## [Source document]

::::::::::

Clinical Research With Large Language Models Generated Writing-Clinical Research with AI-assisted Writing (CRAW) Study

Ivan A Huespe; Jorge Echeverri; Aisha Khalid; Indalecio Carboni Bisso; Carlos G Musso; Salim Surani; Vikas Bansal; Rahul Kashyap

doi:10.1097/CCE.0000000000000975

Clinical Research With Large Language Models Generated Writing-Clinical Research with AI-assisted Writing (CRAW) Study

Crit Care Explor. 2023 Oct 2;5(10):e0975. doi: 10.1097/CCE.0000000000000975. eCollection 2023 Oct.

Authors

Ivan A Huespe^{1

2}, Jorge Echeverri³, Aisha Khalid⁴, Indalecio Carboni Bisso¹, Carlos G Musso^{1

5}, Salim Surani^{6

7}, Vikas Bansal⁶, Rahul Kashyap^{6

8}

Affiliations

¹ Hospital Italiano de Buenos Aires, Buenos Aires, Argentina.
² Universidad de Buenos Aires, Buenos Aires, Argentina.
³ Universidad Javeriana, Bogotá, Colombia.
⁴ Harvard Medical School, Boston, MA.
⁵ Facultad de Ciencias de la Salud, Universidad Simon Bolivar, Barranquilla, Colombia.
⁶ Mayo Clinic, Rochester, MN.
⁷ Texas A&M University, College Station, TX.
⁸ WellSpan Health, York, PA.

Abstract

Importance: The scientific community debates Generative Pre-trained Transformer (GPT)-3.5's article quality, authorship merit, originality, and ethical use in scientific writing.

Objectives: Assess GPT-3.5's ability to craft the background section of critical care clinical research questions compared to medical researchers with H-indices of 22 and 13.

Design: Observational cross-sectional study.

Setting: Researchers from 20 countries from six continents evaluated the backgrounds.

Participants: Researchers with a Scopus index greater than 1 were included.

Main outcomes and measures: In this study, we generated a background section of a critical care clinical research question on "acute kidney injury in sepsis" using three different methods: researcher with H-index greater than 20, researcher with H-index greater than 10, and GPT-3.5. The three background sections were presented in a blinded survey to researchers with an H-index range between 1 and 96. First, the researchers evaluated the main components of the background using a 5-point Likert scale. Second, they were asked to identify which background was written by humans only or with large language model-generated tools.

Results: A total of 80 researchers completed the survey. The median H-index was 3 (interquartile range, 1-7.25) and most (36%) researchers were from the Critical Care specialty. When compared with researchers with an H-index of 22 and 13, GPT-3.5 was marked high on the Likert scale ranking on main background components (median 4.5 vs. 3.82 vs. 3.6 vs. 4.5, respectively; p < 0.001). The sensitivity and specificity to detect researchers writing versus GPT-3.5 writing were poor, 22.4% and 57.6%, respectively.

Conclusions and relevance: GPT-3.5 could create background research content indistinguishable from the writing of a medical researcher. It was marked higher compared with medical researchers with an H-index of 22 and 13 in writing the background section of a critical care clinical research question.

Keywords: Generative Pre-trained Transformer-3.5; article writing; artificial intelligence; clinical research; medical research.

::::::::::

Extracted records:
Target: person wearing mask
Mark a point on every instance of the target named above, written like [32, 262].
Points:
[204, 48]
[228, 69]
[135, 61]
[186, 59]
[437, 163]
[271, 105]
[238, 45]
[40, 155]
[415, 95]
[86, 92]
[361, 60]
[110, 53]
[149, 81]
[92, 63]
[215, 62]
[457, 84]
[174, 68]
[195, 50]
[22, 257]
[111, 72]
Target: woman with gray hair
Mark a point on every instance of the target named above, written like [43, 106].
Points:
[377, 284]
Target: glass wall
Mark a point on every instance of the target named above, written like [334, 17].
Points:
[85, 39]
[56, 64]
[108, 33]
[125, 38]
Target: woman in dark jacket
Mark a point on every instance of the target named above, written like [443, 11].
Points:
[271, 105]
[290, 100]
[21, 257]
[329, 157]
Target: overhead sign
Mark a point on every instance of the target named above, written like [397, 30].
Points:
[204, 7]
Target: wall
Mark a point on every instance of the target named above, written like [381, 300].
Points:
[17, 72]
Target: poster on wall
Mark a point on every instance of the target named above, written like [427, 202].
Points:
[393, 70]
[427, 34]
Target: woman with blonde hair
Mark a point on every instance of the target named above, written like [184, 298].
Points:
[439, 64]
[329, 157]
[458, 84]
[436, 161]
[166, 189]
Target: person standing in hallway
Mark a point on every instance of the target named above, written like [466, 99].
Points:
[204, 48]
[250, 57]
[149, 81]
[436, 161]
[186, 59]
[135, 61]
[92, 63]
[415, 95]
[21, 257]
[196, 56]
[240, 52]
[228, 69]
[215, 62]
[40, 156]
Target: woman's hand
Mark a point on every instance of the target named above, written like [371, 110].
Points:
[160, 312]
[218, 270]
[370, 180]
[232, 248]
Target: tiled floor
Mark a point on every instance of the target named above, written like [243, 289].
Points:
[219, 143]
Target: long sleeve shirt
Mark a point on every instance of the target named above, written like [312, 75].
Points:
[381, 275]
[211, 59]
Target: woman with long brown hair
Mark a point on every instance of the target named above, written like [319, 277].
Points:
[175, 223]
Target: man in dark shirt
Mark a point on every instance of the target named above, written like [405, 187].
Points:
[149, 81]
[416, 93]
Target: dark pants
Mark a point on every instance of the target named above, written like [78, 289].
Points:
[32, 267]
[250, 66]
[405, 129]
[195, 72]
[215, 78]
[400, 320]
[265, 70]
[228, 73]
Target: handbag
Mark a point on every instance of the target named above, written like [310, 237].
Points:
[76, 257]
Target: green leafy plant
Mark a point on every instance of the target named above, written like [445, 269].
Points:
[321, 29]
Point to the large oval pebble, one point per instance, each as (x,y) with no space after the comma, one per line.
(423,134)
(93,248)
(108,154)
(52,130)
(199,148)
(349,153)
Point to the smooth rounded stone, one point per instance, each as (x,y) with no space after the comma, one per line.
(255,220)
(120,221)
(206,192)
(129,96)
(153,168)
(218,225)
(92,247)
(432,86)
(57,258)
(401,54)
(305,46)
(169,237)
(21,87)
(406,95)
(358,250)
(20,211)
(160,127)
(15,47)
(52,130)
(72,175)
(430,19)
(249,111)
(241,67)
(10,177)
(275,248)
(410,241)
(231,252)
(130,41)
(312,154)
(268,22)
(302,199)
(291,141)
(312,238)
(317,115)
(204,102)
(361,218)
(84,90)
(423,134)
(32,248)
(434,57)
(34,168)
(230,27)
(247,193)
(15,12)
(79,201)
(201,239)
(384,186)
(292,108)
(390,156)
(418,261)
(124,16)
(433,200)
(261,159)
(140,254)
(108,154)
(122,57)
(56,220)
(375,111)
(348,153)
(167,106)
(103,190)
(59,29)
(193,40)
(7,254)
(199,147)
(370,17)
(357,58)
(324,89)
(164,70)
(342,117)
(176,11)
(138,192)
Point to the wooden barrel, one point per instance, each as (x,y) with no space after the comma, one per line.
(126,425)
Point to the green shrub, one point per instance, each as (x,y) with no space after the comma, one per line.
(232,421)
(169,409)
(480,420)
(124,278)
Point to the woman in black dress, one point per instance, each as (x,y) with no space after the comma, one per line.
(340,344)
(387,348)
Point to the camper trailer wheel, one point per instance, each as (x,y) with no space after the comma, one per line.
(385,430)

::::::::::

## [Work order A]
According to the abstract, why does GPT-3.5's role in scientific writing call for study? Answer in one to three sentences.
## [Work order B]
Copy the part of the abstract starting with "⁶ Mayo Clinic, Rochester, MN." and going on through "Observational cross-sectional study.", and substitute "intensive care" for "critical care".
The extracted material plays no part in the work on the abstract.

## [Expected output A]
The abstract's stated importance is that the scientific community debates GPT-3.5's article quality, authorship merit, originality, and ethical use in scientific writing.

## [Expected output B]
⁶ Mayo Clinic, Rochester, MN.
⁷ Texas A&M University, College Station, TX.
⁸ WellSpan Health, York, PA.

Abstract

Importance: The scientific community debates Generative Pre-trained Transformer (GPT)-3.5's article quality, authorship merit, originality, and ethical use in scientific writing.

Objectives: Assess GPT-3.5's ability to craft the background section of intensive care clinical research questions compared to medical researchers with H-indices of 22 and 13.

Design: Observational cross-sectional study.